Tarefa A.
Reproduza fielmente as linhas das entradas abaixo, desde a linha que contém "Objective — one dot on each instance of the white book" até o fim das entradas, com as duas pontas incluídas. Não inclua as imagens na resposta.

Trecho.
##########

E pensar que eu nem ia assistir a American Crime Story graças a seu horário “madrugador” e a falta de reprises. Não fosse ter tropeçado nos episódios da série disponíveis no FoxPlay em um dia mais sossegado e eu teria deixado passar uma das melhores produções deste ano e, pior, não teria visto Sterling K. Brown, Sarah Paulson e Courtney B. Vance arrasando no que pode ser considerado a interpretação de suas vidas.
Para quem não acompanhou a série, que tem por objetivo retratar a cada temporada um grande crime americano da vida real, os 10 episódios exibidos até a semana passado retrataram os acontecimentos compreendidos entre o dia em que a esposa de OJ Simpson, jogador de futebol americano e “astro” do cinema que na época era adorado pela mídia e público, foi encontrada morta no andar térreo junto do corpo de seu namorado, Ronald Goldman, e o dia do veredicto daquele que foi considerado o julgamento do século.
Sarah Paulson interpretou a promotora Marcia Clark, Brown o segundo promotor Christopher Darden e Courtney B. Vance o advogado de defesa, e ativista negro, Johnnie Cochran.
A escolha do elenco, em verdade, foi o maior mérito da série: além dos três já citados, que TEM de estar na lista de indicações dos próximos Emmy e Golden Globes, ainda posso destacar a atuação de David Schwimmer e John Travolta como os advogados de defesa Robert Kardashian e Robert Shapiro. David, que tenta fugir da marca “Ross de Friends” que acabou grudando nele, soube demonstrar a confusão em que Kardashian sentia na vida real, dividido entre ficar ao lado de seu melhor amigo ou ceder ao fato de que ele mesmo não acreditava na inocência do jogador.
Já Travolta acabou ganhando pontos pela própria canastrice, característica que o advogado Shapiro demonstrava em suas entrevistas na época do julgamento – ocorrido entre 1994 e 1995.
Uma pena que a escolha do protagonista não tenha sido tão boa: Cuba Gooding Jr não conseguiu demonstrar na tela, em momento algum, a segurança que OJ Simpson sempre transparecia. Sua arrogância, sua certeza de que ele estava acima do bem e do mal.
Em verdade foi isso que ajudou no veredicto de inocência do jogador. Isso e a tão bem mostrada manipulação que a defesa fez do ponto de vista “ele só está aqui porque ele é negro”.
A segunda maior qualidade da série, e apesar de 1994 não estar tão longe assim, foi a reconstrução de época: roupas, maquiagens, exageros, carros, o formato e cara dos jornais, detalhes do crime, a casa de OJ, tudo é retratado com um nível de detalhe impressionante.

##########

Dados fornecidos.
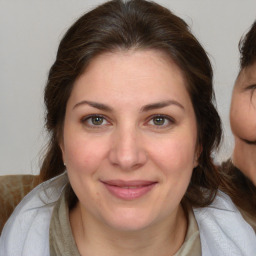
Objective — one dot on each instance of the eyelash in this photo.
(170, 121)
(87, 119)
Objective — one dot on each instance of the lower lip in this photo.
(129, 193)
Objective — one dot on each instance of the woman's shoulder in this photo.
(222, 224)
(28, 227)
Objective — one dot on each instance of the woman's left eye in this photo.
(160, 121)
(95, 121)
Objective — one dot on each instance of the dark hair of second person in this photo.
(240, 172)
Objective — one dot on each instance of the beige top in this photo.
(62, 241)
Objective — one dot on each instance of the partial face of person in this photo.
(243, 105)
(129, 140)
(243, 121)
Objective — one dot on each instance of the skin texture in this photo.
(127, 141)
(243, 121)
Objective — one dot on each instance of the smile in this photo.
(128, 190)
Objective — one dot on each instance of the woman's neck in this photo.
(244, 158)
(96, 239)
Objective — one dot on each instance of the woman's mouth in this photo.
(129, 190)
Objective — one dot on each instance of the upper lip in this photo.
(131, 183)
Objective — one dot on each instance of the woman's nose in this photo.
(127, 150)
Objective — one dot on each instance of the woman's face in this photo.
(129, 140)
(243, 121)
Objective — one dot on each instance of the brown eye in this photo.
(159, 120)
(97, 120)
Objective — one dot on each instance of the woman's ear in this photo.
(199, 149)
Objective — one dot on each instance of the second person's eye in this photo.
(95, 121)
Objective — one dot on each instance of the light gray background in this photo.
(30, 31)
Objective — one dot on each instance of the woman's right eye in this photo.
(95, 121)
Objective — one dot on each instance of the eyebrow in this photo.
(145, 108)
(94, 105)
(161, 104)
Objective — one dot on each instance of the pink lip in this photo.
(129, 190)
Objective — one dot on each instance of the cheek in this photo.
(83, 155)
(176, 156)
(243, 118)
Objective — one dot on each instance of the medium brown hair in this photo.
(247, 47)
(135, 24)
(241, 190)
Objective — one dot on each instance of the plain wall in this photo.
(30, 31)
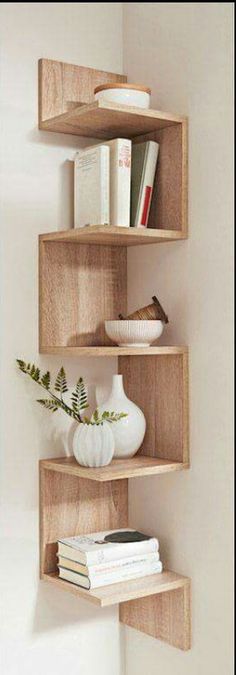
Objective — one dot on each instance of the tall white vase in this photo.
(129, 431)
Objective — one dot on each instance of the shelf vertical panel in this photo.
(80, 286)
(165, 616)
(169, 206)
(159, 386)
(70, 506)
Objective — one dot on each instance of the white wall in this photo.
(42, 630)
(184, 52)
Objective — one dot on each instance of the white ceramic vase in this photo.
(93, 444)
(129, 431)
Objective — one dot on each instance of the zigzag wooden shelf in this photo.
(82, 283)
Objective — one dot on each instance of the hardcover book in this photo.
(106, 579)
(120, 180)
(96, 548)
(91, 187)
(144, 161)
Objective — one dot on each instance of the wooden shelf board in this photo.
(113, 235)
(108, 120)
(112, 351)
(141, 465)
(125, 591)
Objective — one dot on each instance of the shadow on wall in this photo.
(48, 613)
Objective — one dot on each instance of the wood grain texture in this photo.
(165, 616)
(70, 505)
(79, 288)
(169, 201)
(105, 596)
(116, 470)
(113, 236)
(159, 386)
(112, 351)
(62, 86)
(103, 119)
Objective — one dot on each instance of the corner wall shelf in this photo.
(82, 283)
(113, 236)
(140, 465)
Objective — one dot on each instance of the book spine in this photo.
(97, 570)
(147, 186)
(125, 575)
(129, 563)
(121, 551)
(120, 182)
(105, 186)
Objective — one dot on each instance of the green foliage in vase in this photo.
(79, 398)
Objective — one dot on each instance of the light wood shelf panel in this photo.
(69, 505)
(112, 351)
(113, 236)
(125, 591)
(118, 469)
(160, 389)
(102, 119)
(165, 616)
(66, 105)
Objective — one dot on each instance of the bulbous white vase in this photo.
(129, 431)
(93, 444)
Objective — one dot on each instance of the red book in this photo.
(144, 161)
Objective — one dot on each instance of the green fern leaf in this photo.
(46, 379)
(50, 404)
(61, 382)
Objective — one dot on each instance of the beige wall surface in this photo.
(43, 631)
(183, 51)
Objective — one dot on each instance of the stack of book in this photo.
(113, 183)
(104, 558)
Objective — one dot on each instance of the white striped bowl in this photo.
(133, 333)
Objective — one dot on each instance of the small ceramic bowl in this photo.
(133, 333)
(127, 94)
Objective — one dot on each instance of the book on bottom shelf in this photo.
(106, 546)
(129, 563)
(118, 576)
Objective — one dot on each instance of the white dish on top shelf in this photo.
(128, 333)
(126, 94)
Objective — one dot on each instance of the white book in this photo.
(107, 579)
(144, 161)
(130, 562)
(91, 187)
(120, 180)
(94, 549)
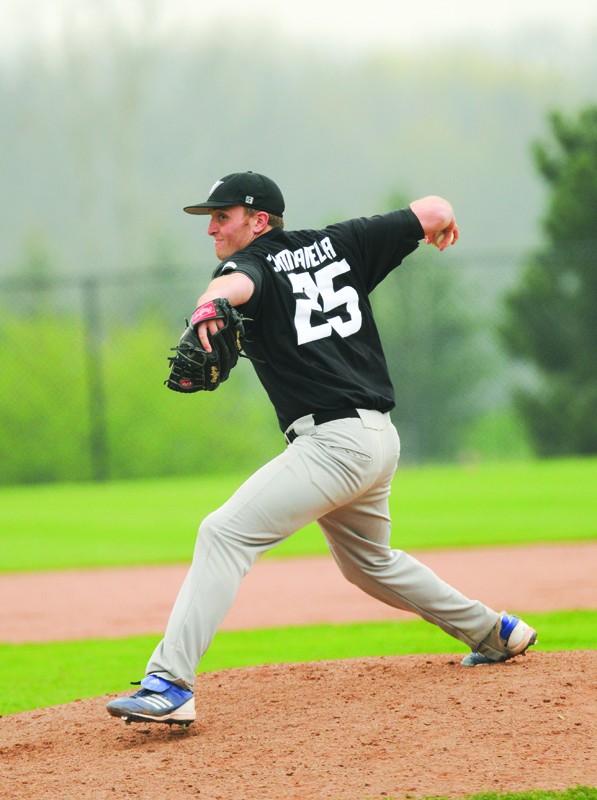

##########

Tarefa B.
Segundo o trecho sobre a série, quem interpretou a promotora Marcia Clark?

Resposta completa A.
Objective — one dot on each instance of the white book in this photo.
(107, 579)
(144, 161)
(130, 562)
(91, 187)
(120, 180)
(94, 549)

Resposta completa B.
Sarah Paulson.